Rewrite the part that opens with the line containing "Q: In the image above, where is the green advertising" and closes with the line containing "[127,291,231,332]" as a numbered list, one line per entry, leaving out any blank lines.

>> BEGIN Supplied data

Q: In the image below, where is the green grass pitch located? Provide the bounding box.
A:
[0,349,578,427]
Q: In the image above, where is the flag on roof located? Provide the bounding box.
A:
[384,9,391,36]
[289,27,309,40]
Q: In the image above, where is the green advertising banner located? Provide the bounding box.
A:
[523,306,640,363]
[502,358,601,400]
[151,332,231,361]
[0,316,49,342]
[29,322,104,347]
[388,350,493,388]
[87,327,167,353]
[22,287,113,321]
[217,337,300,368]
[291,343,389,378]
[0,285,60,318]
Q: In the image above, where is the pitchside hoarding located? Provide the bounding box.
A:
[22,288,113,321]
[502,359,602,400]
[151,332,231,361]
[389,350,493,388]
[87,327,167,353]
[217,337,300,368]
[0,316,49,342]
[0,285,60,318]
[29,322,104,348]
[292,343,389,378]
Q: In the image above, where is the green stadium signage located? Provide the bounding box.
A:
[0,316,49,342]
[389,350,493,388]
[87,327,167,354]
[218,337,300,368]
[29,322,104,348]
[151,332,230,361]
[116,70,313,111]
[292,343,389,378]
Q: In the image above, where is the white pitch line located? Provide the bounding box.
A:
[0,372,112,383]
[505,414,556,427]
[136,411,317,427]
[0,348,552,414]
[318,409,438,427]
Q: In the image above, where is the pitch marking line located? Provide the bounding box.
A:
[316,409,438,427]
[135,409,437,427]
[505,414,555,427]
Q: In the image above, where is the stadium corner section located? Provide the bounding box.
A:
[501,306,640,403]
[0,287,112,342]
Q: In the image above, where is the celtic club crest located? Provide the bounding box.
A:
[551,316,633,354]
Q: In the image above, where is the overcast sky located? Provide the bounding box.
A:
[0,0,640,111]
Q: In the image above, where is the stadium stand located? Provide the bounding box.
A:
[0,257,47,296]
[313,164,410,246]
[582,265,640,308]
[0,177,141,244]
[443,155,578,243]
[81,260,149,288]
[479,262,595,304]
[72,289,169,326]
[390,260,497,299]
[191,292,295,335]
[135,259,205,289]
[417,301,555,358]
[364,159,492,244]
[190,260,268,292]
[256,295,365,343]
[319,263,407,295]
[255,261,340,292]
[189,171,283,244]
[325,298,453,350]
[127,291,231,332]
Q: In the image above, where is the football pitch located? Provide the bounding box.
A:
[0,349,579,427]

>> END Supplied data

> _Result of the exercise_:
1. Q: In the image above, where is the green advertising banner located? Provide the bounding box.
2. A:
3. [523,306,640,363]
4. [502,358,601,400]
5. [151,332,231,361]
6. [0,316,49,342]
7. [29,322,104,347]
8. [388,350,493,388]
9. [87,327,167,353]
10. [22,287,113,321]
11. [217,337,300,368]
12. [291,343,389,378]
13. [0,285,60,318]
14. Q: In the image above, where is the pitchside hoarding located? Provide the bounding box.
15. A:
16. [22,288,113,321]
17. [502,359,602,400]
18. [151,332,231,361]
19. [389,350,493,388]
20. [87,327,167,353]
21. [217,337,300,368]
22. [0,316,49,342]
23. [0,285,60,318]
24. [29,322,104,348]
25. [292,343,389,378]
26. Q: In the image above, where is the green stadium signage located? Provide the bounding box.
27. A:
28. [0,316,49,342]
29. [389,350,493,388]
30. [87,327,167,354]
31. [218,337,300,368]
32. [29,322,104,348]
33. [151,332,230,361]
34. [116,70,313,111]
35. [292,343,389,378]
36. Q: In the image above, where is the white pitch line located? Provide the bounding box.
37. A:
38. [0,372,112,383]
39. [505,414,556,427]
40. [136,411,317,427]
41. [0,348,552,414]
42. [318,409,438,427]
43. Q: In the image above, where is the pitch marking line located? Provide the bounding box.
44. A:
45. [316,409,438,427]
46. [135,409,437,427]
47. [505,414,555,427]
48. Q: In the image above, where is the stadium corner section located? Provide the bounding box.
49. A:
50. [501,306,640,403]
51. [0,287,112,342]
52. Q: In the image above, where is the celtic club crest located? Provide the bounding box.
53. A:
54. [551,316,633,354]
55. Q: In the image above, where is the overcast sky located? Provide the bounding box.
56. A:
57. [0,0,640,111]
58. Q: In the image above, where is the stadium stand located? Provide the bounding box.
59. A:
60. [0,257,47,296]
61. [313,164,410,246]
62. [582,265,640,308]
63. [0,177,141,244]
64. [443,155,578,243]
65. [81,260,149,288]
66. [479,262,595,304]
67. [72,289,169,326]
68. [390,260,497,299]
69. [191,292,295,335]
70. [135,259,205,289]
71. [417,301,555,358]
72. [364,159,492,244]
73. [190,260,268,292]
74. [256,295,365,343]
75. [319,263,407,295]
76. [255,261,340,292]
77. [189,171,283,244]
78. [325,298,453,350]
79. [127,291,231,332]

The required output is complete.